Brief:
Set all the entries down once more, with nothing altered.

Excerpts from a dataset
========================================

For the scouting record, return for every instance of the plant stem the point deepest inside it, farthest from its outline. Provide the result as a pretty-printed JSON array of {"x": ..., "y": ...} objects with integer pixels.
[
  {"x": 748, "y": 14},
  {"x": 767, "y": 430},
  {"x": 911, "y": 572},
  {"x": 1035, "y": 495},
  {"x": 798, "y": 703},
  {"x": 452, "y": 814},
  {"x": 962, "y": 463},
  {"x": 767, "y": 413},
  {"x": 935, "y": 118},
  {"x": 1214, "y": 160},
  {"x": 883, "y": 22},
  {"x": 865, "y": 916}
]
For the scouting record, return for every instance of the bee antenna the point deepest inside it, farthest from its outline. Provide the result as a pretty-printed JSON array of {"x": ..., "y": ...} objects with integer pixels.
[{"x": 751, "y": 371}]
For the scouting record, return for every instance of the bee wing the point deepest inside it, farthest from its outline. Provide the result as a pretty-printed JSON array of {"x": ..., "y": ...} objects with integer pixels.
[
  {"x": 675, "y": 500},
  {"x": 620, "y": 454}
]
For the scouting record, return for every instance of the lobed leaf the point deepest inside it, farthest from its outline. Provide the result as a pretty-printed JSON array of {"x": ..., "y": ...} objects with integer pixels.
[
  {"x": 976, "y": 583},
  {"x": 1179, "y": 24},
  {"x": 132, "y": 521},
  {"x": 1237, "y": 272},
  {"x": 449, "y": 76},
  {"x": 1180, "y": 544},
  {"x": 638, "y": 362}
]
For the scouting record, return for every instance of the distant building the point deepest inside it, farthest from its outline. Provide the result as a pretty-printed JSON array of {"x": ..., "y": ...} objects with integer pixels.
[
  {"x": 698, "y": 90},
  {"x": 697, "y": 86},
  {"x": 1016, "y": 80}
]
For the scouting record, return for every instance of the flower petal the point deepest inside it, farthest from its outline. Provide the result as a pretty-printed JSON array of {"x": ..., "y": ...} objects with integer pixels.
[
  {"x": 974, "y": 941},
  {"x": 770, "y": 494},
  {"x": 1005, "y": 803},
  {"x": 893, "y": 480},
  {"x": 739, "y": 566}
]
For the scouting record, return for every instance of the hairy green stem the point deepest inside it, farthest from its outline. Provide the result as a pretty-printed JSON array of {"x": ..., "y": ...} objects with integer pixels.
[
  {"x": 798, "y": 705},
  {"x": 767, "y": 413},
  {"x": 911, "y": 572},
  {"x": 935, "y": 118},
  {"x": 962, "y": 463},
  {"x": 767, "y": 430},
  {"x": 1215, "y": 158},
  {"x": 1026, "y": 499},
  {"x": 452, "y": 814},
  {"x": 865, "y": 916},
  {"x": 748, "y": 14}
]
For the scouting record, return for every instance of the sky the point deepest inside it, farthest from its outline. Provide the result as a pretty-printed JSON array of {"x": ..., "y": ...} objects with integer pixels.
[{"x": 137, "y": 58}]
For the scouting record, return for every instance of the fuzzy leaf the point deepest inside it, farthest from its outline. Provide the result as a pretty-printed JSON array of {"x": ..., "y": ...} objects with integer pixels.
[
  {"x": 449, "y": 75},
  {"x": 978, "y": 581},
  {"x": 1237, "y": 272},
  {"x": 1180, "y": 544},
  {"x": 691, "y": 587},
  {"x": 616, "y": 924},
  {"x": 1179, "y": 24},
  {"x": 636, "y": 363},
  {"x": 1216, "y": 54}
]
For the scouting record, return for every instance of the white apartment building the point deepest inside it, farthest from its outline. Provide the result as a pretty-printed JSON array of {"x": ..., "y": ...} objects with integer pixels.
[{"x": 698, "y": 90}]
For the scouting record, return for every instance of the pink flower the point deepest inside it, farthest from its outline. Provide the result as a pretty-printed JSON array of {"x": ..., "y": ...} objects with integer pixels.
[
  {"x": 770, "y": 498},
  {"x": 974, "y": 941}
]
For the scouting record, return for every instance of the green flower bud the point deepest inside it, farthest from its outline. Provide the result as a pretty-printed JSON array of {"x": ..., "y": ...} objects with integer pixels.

========================================

Result below:
For the scouting record, return for every instance of the plant stem the point deepest inside it, farthest from its outline. Provide the result as a pretty-printed JSON array of {"x": ..., "y": ...} objects with integer pixels.
[
  {"x": 748, "y": 14},
  {"x": 767, "y": 430},
  {"x": 911, "y": 572},
  {"x": 1035, "y": 495},
  {"x": 798, "y": 703},
  {"x": 452, "y": 814},
  {"x": 962, "y": 463},
  {"x": 767, "y": 413},
  {"x": 935, "y": 118},
  {"x": 1214, "y": 160},
  {"x": 883, "y": 22},
  {"x": 865, "y": 916}
]
For the scouting record, return for every instance of the bee antenna the point deepest inside it, farthest from its outline. Provide the result as a pretty-printed JSON array of {"x": ..., "y": ...} objects with integer pixels.
[{"x": 751, "y": 371}]
For the scouting record, return for every instance of the bee wing the point deepest inside it, farthest from its outline. Provide the result as a pretty-printed JSON array of {"x": ..., "y": ...} objects with integer pixels.
[
  {"x": 675, "y": 500},
  {"x": 620, "y": 454}
]
For the scouting record, return for every instance of the lobed leaf the point deepest inside it, farthest from its outline. Provide the result as a pretty-printed JSON array of {"x": ..., "y": ...} objects with integer pixels.
[
  {"x": 976, "y": 583},
  {"x": 1179, "y": 24},
  {"x": 132, "y": 521},
  {"x": 1237, "y": 272},
  {"x": 449, "y": 76},
  {"x": 1180, "y": 544},
  {"x": 638, "y": 362}
]
For the scouting record, return for every instance of the distant building the point deepest inside it, farthest from its outline. Provide the result as a pretty-printed JSON array of {"x": ..., "y": ...} objects with integer pixels.
[
  {"x": 698, "y": 90},
  {"x": 697, "y": 86},
  {"x": 1016, "y": 80}
]
For the scouting record, return for every instance of the flower petal the point deepest inside it, farthest from its outline. Provide the result as a pretty-printed JSON array of {"x": ..., "y": ...} objects with integer pixels.
[
  {"x": 974, "y": 941},
  {"x": 770, "y": 494},
  {"x": 1005, "y": 803},
  {"x": 893, "y": 480},
  {"x": 739, "y": 566}
]
For the scouting record, return for every instance of the hairy green stem the point deepest inside it, farthest from its outline. Provide the result as a pretty-printed JSON array of {"x": ..., "y": ...} objects with integer pixels.
[
  {"x": 798, "y": 705},
  {"x": 767, "y": 413},
  {"x": 911, "y": 572},
  {"x": 935, "y": 118},
  {"x": 962, "y": 463},
  {"x": 767, "y": 430},
  {"x": 1215, "y": 158},
  {"x": 1026, "y": 499},
  {"x": 452, "y": 814},
  {"x": 865, "y": 916},
  {"x": 748, "y": 14}
]
For the scouting record, return for every instance of the sky the point deepest inside it, farthest from its outline. Provide the result as a pretty-printed JSON array of {"x": ..., "y": ...} objects with integer pixels.
[{"x": 137, "y": 58}]
For the scouting record, return for every instance of the fuzzy leaf the point deepest inside it, farthest from its outline. Provide the result as a pretty-printed JSON array of {"x": ..., "y": ...} objects with integer pixels.
[
  {"x": 449, "y": 75},
  {"x": 978, "y": 581},
  {"x": 1237, "y": 272},
  {"x": 1180, "y": 544},
  {"x": 691, "y": 587},
  {"x": 616, "y": 924},
  {"x": 1179, "y": 24},
  {"x": 636, "y": 363},
  {"x": 1216, "y": 54}
]
For the scouting record, return for every instance of the white apartment building the point deepest inside it, farthest from its outline. Provide the result as a pretty-printed JSON array of {"x": ..., "y": ...} objects with integer pixels.
[{"x": 698, "y": 90}]
For the scouting record, return for every instance of the pink flower the point deepest inside it, farthest from its outline. Provide the result as a pretty-printed JSON array of {"x": ..., "y": ...} objects with integer pixels.
[
  {"x": 770, "y": 498},
  {"x": 974, "y": 941}
]
For the scouting record, return for every instance of the green flower bud the point deepest inside it, farthest from its outline. Provide the result as a pretty-printed JSON array of {"x": ..., "y": ...} objects with integer pixels.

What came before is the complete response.